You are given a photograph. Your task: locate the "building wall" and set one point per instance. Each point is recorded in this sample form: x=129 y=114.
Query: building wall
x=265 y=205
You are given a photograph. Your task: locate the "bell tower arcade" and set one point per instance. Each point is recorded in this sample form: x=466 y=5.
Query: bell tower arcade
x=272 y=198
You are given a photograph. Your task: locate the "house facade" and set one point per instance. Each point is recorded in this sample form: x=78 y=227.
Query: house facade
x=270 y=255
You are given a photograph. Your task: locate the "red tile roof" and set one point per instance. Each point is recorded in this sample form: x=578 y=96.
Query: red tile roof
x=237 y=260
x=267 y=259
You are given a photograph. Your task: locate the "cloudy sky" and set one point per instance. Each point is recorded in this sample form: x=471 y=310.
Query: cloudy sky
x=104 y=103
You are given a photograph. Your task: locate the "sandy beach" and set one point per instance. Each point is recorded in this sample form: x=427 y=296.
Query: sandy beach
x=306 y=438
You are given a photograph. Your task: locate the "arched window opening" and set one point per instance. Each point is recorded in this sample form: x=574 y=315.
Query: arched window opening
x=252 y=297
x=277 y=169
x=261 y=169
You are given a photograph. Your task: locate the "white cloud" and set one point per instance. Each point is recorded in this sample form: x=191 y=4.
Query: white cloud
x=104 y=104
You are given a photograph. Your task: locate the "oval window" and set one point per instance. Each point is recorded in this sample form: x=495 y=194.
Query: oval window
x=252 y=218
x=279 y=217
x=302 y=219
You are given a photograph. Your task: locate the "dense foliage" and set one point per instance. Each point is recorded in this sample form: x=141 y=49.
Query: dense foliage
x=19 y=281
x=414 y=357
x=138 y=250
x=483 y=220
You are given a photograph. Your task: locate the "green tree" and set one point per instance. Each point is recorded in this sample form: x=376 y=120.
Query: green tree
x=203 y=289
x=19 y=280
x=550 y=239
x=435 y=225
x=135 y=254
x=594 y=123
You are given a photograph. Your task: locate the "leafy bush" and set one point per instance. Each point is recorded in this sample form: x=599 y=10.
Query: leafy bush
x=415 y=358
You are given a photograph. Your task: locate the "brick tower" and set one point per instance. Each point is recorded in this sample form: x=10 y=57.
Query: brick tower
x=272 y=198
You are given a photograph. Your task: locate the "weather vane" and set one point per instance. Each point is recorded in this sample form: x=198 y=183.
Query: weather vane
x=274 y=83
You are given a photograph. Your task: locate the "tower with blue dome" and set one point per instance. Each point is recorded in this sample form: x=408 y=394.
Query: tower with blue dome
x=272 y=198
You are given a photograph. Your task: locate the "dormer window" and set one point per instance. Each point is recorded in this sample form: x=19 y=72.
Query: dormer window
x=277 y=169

[TASK TO COMPLETE] Please transcribe all of the entries precisely.

[SOLUTION FOR THIS EXERCISE]
You are given a photograph. Your task: locate the "building wall" and set one point per instance. Each point is recorded in this sample form: x=129 y=114.
Query: building wall
x=265 y=205
You are given a photograph. Your task: locate the "bell tower arcade" and set one point per instance. Each point is recorded in this sample form: x=466 y=5.
Query: bell tower arcade
x=272 y=198
You are given a photograph. Your task: locate the "house facade" and set one point per instance. Each point is recorded in this sample form: x=78 y=227.
Query: house facade
x=270 y=255
You are given a photograph. Your task: locate the "red tile roof" and set one point per instance. Each point is recorded in this sample form: x=578 y=96.
Query: red tile roof
x=237 y=260
x=267 y=259
You are given a photograph. Your task: locate the "cloudy sky" and set one point per instance. Each point is recorded in this sample form: x=471 y=310.
Query: cloudy sky
x=104 y=103
You are given a photograph. Your task: locate the "sandy beach" and set one point per instance. Each point is recorded in this sample form: x=427 y=296.
Query: sandy beach
x=306 y=438
You are given a photograph. Your task: locate the "arched window opening" and set one point per instance. Each point is recorded in this sample form: x=574 y=315.
Query: arched window opening
x=252 y=297
x=277 y=169
x=261 y=169
You are given a photograph. Your task: locate the "white cloud" and set one point per instance. Each point is recorded in this sample form: x=191 y=4.
Query: white cloud
x=104 y=104
You are given a photograph. Your task: locate the "oval window" and set one point per instance. Each point is recorded in this sample form: x=495 y=194.
Query: oval window
x=252 y=218
x=279 y=217
x=302 y=219
You are given a photograph. Your task: locate the "dense foliage" and set one point per instance. Each point is recorded in this sample form: x=141 y=49.
Query: dense foliage
x=19 y=281
x=414 y=357
x=138 y=250
x=483 y=220
You are given a photograph. Your task: locate the "green tree" and set one point per instance. Each point is recorded in this sample form: x=376 y=120.
Query: green tree
x=203 y=289
x=19 y=280
x=550 y=239
x=435 y=225
x=135 y=254
x=594 y=123
You are given a photograph. Your task: locate the "leafy bush" and set one point per instance. Each point is recorded in this sample form: x=599 y=10.
Query: leafy bush
x=415 y=358
You are given a photograph. Your task: locate the "brick tower" and set one point per instance. Each point is recorded in this sample form: x=10 y=57.
Query: brick tower
x=272 y=198
You are given a photograph. Your task: locate the "weather vane" and set one point per instance. Each point is recorded in this sample form: x=198 y=183.
Query: weather vane
x=274 y=83
You are given a photograph. Your task: locate the "tower with blue dome" and set one point per instance. Each point is recorded in this sample form: x=408 y=394.
Query: tower with blue dome
x=272 y=198
You are given a photograph. Your task: locate the "dormer window" and set one point per instance. Each point is recorded in this sample form: x=19 y=72.
Query: dormer window
x=277 y=169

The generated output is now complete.